_本文:_

犬山:めちゃくちゃあります。例えば、とあるソフトウェア企業にお邪魔した時に説明していただいたサービスは、元々はデータベースを作成、共有する業務アプリ作成システムなのですが、それを社会全体で子供を守るために使えないかと考えた時に、保護者とお医者さんと学校など、縦割りでなく横で情報を共有しやすいのではと思いました。

もちろんプライバシーにはしっかり配慮しながらですが、みんなで見守るという意味では、そのために有効なノウハウを、企業では既に持っていたりするんですよね。

 

-企業が持つポテンシャルをうまく引き出すことが重要になってくるということですね?

 

犬山:そうですね。その上で行政と企業のタッグもすごく大切だなと感じています。渋谷の区役所通りに「co しぶや」というネウボラ(※2)があるのですが、あそこも「まちの研究所」さんや「まちの保育園・こども園」さん、「良品計画」さんなどの企業が参画しているんですよね。

_データ:_
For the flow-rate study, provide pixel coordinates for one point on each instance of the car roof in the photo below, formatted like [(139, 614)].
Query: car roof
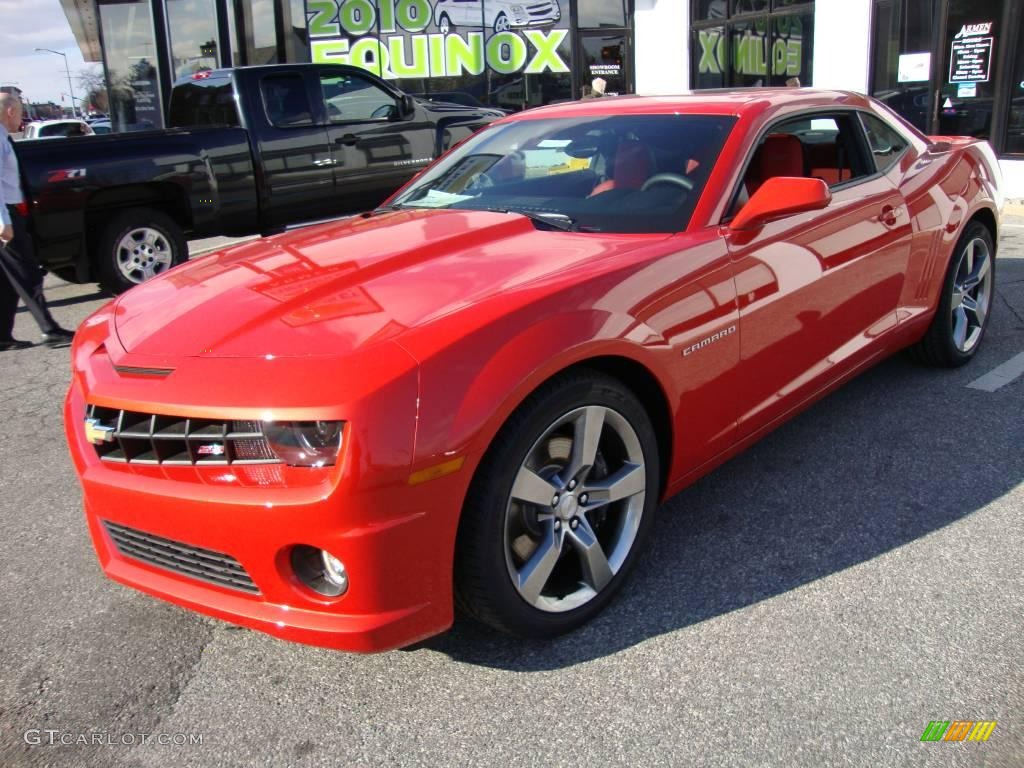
[(734, 102), (41, 123)]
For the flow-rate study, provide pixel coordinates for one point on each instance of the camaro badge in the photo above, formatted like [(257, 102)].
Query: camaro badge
[(97, 433), (710, 340)]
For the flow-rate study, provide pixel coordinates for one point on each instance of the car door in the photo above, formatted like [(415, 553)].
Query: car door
[(375, 148), (816, 291), (292, 153)]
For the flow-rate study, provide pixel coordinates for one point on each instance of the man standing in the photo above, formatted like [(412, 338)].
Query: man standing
[(20, 274)]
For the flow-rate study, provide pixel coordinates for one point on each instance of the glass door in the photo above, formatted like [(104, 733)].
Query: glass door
[(604, 55), (967, 90)]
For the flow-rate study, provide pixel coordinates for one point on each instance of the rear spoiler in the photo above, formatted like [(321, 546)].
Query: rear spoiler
[(944, 144)]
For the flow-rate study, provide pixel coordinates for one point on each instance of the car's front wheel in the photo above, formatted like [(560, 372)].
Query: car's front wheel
[(559, 508), (966, 303)]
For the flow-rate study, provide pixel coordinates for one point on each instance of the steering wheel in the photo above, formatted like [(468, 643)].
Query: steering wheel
[(668, 178)]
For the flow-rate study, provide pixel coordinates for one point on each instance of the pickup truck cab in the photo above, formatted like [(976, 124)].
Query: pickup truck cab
[(250, 150)]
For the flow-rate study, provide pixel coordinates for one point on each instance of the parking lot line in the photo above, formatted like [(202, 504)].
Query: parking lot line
[(1000, 376)]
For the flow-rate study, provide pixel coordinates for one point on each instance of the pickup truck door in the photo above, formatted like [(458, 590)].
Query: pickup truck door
[(374, 148), (292, 152)]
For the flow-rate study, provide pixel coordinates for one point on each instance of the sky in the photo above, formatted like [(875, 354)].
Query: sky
[(39, 24)]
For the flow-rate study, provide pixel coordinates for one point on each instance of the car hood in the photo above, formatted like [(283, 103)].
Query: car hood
[(333, 289)]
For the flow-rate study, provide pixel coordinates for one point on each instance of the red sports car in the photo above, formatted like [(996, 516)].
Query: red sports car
[(478, 393)]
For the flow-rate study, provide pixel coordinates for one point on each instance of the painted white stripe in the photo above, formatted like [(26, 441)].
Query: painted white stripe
[(999, 377)]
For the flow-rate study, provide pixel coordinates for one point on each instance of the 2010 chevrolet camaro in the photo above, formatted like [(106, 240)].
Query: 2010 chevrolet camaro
[(478, 393)]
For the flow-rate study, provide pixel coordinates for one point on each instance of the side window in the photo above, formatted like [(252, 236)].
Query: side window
[(886, 142), (286, 100), (208, 101), (820, 145), (350, 98)]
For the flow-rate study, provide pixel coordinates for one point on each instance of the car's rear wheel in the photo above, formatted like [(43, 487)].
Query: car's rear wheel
[(965, 306), (137, 245), (559, 508)]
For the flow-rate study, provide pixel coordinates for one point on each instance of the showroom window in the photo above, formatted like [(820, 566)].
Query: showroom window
[(752, 43), (131, 56)]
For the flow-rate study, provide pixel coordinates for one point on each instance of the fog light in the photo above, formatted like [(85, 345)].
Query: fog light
[(334, 570), (320, 570)]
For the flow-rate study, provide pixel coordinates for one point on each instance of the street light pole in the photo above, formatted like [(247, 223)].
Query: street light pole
[(71, 88)]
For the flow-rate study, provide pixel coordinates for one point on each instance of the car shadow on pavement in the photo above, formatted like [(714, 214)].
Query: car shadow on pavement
[(877, 465)]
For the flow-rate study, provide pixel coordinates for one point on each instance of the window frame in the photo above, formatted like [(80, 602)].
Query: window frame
[(305, 88), (322, 74), (861, 114), (860, 139)]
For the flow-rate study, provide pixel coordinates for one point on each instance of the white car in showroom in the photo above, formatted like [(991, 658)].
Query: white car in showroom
[(501, 15)]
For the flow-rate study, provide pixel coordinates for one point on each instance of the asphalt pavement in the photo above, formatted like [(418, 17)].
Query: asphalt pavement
[(814, 602)]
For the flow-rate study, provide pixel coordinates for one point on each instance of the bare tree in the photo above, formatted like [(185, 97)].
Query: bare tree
[(94, 85)]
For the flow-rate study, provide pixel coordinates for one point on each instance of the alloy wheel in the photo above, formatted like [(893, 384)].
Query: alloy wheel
[(142, 253), (972, 295), (574, 509)]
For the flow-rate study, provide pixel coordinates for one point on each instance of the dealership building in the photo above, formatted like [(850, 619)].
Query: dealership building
[(949, 67)]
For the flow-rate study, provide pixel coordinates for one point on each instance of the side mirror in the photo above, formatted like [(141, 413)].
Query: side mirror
[(780, 197), (407, 107)]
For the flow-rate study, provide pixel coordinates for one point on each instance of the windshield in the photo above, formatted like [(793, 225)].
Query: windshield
[(612, 173)]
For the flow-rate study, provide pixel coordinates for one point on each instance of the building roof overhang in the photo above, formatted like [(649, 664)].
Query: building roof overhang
[(83, 15)]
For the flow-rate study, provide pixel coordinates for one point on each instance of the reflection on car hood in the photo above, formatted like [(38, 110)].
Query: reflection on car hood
[(335, 288)]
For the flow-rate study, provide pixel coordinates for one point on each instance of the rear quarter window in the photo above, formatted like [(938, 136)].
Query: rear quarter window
[(200, 102)]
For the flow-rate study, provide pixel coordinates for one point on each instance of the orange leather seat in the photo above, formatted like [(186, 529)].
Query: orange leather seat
[(780, 155), (631, 170)]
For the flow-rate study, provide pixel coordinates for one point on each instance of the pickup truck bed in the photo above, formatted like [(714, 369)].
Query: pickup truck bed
[(254, 150)]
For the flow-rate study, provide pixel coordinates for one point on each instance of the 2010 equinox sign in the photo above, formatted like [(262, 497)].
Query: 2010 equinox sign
[(389, 38)]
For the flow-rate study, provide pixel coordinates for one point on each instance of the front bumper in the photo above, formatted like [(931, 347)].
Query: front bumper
[(396, 540)]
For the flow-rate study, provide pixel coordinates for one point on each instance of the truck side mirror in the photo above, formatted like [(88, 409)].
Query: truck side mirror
[(407, 107)]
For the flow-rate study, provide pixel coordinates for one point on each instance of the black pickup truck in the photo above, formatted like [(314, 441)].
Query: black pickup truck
[(250, 150)]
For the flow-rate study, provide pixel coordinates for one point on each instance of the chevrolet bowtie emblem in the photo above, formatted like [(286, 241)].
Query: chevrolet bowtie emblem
[(97, 433)]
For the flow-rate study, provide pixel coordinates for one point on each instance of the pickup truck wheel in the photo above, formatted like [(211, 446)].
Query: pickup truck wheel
[(137, 245)]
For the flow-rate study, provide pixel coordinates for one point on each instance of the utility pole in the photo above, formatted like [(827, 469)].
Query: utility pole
[(71, 88)]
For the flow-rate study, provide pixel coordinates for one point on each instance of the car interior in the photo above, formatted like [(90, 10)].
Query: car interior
[(639, 174)]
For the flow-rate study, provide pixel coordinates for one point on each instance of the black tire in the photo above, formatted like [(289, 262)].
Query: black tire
[(108, 254), (484, 587), (938, 347)]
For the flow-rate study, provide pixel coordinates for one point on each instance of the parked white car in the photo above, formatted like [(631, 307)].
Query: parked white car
[(57, 129), (501, 15)]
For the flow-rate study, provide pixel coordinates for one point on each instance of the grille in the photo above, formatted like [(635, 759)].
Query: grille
[(203, 564), (152, 438)]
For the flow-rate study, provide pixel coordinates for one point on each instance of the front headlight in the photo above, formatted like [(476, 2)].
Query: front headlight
[(305, 443)]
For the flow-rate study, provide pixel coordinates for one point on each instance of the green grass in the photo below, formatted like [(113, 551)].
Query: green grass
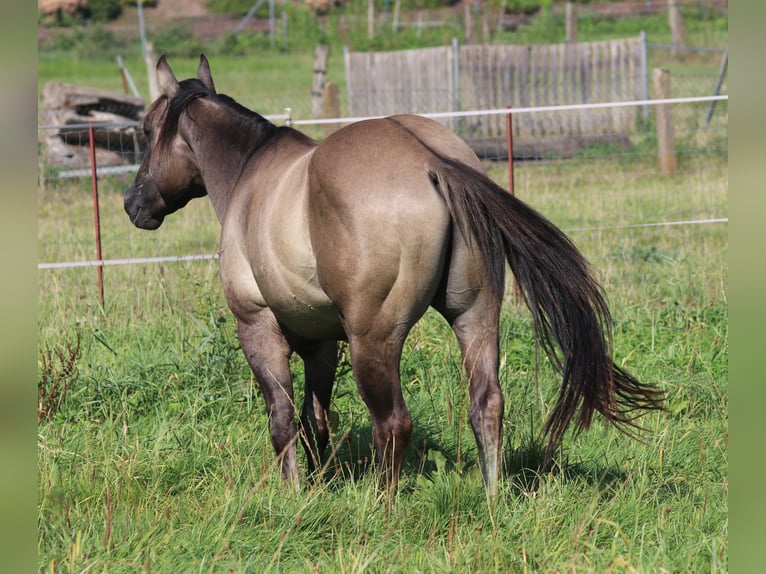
[(158, 457)]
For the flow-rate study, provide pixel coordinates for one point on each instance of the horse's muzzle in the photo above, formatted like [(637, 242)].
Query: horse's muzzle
[(140, 214)]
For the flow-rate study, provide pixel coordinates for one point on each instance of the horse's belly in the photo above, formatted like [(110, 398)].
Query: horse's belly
[(304, 308)]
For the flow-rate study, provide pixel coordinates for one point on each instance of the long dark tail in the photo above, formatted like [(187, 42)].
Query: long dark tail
[(566, 302)]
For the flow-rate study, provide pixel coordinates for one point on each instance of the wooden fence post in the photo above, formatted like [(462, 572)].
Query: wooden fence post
[(321, 53), (330, 106), (571, 22), (151, 72), (666, 146), (676, 23)]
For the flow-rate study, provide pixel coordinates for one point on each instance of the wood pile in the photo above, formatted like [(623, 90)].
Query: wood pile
[(69, 110)]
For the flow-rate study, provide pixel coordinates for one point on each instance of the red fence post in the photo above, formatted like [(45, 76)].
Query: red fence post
[(511, 189), (96, 218)]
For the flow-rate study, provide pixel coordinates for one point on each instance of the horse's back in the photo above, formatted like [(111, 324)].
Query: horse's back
[(380, 230)]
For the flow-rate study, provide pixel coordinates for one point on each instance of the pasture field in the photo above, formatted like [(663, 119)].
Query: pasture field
[(153, 447), (157, 456)]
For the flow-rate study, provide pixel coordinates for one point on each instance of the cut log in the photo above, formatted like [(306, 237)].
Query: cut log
[(68, 110)]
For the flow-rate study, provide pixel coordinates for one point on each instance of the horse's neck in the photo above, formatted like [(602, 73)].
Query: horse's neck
[(223, 155)]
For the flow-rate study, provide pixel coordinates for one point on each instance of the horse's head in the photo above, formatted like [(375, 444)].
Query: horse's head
[(169, 176)]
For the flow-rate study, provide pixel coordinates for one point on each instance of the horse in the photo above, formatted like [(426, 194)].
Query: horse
[(352, 240)]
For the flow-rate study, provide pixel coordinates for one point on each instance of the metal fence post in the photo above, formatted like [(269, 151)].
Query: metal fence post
[(96, 215)]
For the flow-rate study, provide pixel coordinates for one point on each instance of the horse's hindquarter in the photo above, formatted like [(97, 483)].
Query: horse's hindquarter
[(380, 231), (266, 255)]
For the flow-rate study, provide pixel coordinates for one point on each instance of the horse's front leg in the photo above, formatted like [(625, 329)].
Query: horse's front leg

_練習問題:_
1. 子育て支援をめぐるインタビューの「-企業が持つポテンシャルをうまく引き出すことが重要になってくるということですね?」から「業が参画しているんですよね。」までを、「行政」を「自治体」に置き換えて書き直してください。
2. 子育て支援をめぐるインタビューを、最後の文の後から書き継いでください。
データは本文とは別の出典から取られたものです。

_解答:_
1.
-企業が持つポテンシャルをうまく引き出すことが重要になってくるということですね?

 

犬山:そうですね。その上で自治体と企業のタッグもすごく大切だなと感じています。渋谷の区役所通りに「co しぶや」というネウボラ(※2)があるのですが、あそこも「まちの研究所」さんや「まちの保育園・こども園」さん、「良品計画」さんなどの企業が参画しているんですよね。

2.
あの建物に行けば、子供のことで解決できることが沢山ありますし、初めて行っても、保育士さんだったり資格を持ったスタッフさんが、必ず声をかけてくれます。孤立を防いでくれますから相談しやすいですし、悩みを抱えた人が SOS を出す窓口としても機能しているなと感じます。

そして、すごくお洒落な施設であることは、利用者に対するスティグマ(偏見)からの脱却という意味でも大きいです。こうした取り組みに企業が参加することは、子供を持つ親からの共感が強くなるので、その企業のイメージも良くなるのではないでしょうか。

8階建てのビルには中央保健相談所や教育センター、子ども発達相談センターなどの機関が入る

 

-そのように団体や企業に取材をしている中で、強く感じたことがあれば教えてください。

 

犬山:どの取材でもすごく感じたのは、「子供を守りたい」と思う気持ちに、保守とかリベラルといった思想は関係ないんですよね。大多数の人が子供をどうにかしたいという気持ちを抱いています。子供を持たない方も多く寄付してくれますし、みんなで子供を守っていこうと、これだけ国民が思っているわけですから、そこから企業が汲み取るべきところは多いと思います。

 

-今日はありがとうございました。最後に今後の活動について聞かせてください。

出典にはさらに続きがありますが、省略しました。